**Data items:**

____________

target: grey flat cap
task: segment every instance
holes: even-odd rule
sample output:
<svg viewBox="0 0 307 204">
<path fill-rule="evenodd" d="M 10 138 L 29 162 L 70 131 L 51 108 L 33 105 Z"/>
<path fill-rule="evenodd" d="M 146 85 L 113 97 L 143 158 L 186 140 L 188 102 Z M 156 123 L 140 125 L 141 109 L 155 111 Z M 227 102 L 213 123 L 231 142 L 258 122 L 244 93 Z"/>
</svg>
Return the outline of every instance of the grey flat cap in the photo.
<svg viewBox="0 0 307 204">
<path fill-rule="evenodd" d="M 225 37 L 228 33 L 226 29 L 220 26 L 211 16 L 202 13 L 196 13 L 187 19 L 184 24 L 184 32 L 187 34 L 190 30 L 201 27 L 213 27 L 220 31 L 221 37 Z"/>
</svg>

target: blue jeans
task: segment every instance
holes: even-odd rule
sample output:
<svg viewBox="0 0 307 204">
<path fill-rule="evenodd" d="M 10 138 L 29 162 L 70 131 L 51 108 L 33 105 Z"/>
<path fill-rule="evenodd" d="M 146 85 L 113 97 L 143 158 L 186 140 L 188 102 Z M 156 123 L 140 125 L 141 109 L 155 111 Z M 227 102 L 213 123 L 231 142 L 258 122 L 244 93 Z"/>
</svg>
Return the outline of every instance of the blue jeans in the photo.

____________

**Work instructions:**
Reproduce these lines without any changes.

**Solved exercise:**
target: grey flat cap
task: segment every instance
holes: even-odd rule
sample output:
<svg viewBox="0 0 307 204">
<path fill-rule="evenodd" d="M 10 138 L 29 162 L 70 131 L 51 108 L 33 105 Z"/>
<path fill-rule="evenodd" d="M 146 85 L 113 97 L 143 158 L 186 140 L 188 102 Z M 156 123 L 140 125 L 141 109 L 155 111 Z M 227 102 L 213 123 L 231 142 L 258 122 L 244 93 Z"/>
</svg>
Return the outline of every instance of the grey flat cap in the photo.
<svg viewBox="0 0 307 204">
<path fill-rule="evenodd" d="M 225 37 L 228 33 L 226 29 L 220 26 L 211 16 L 202 13 L 196 13 L 187 19 L 184 24 L 184 32 L 187 34 L 190 30 L 201 27 L 213 27 L 220 31 L 221 37 Z"/>
</svg>

target: blue jeans
task: segment every instance
holes: even-odd rule
sample output:
<svg viewBox="0 0 307 204">
<path fill-rule="evenodd" d="M 10 138 L 29 162 L 70 131 L 51 108 L 33 105 Z"/>
<path fill-rule="evenodd" d="M 146 85 L 113 97 L 143 158 L 186 140 L 188 102 Z M 156 123 L 140 125 L 141 109 L 155 111 Z M 227 102 L 213 123 L 231 142 L 258 122 L 244 93 Z"/>
</svg>
Return the outline of every instance of the blue jeans in the photo.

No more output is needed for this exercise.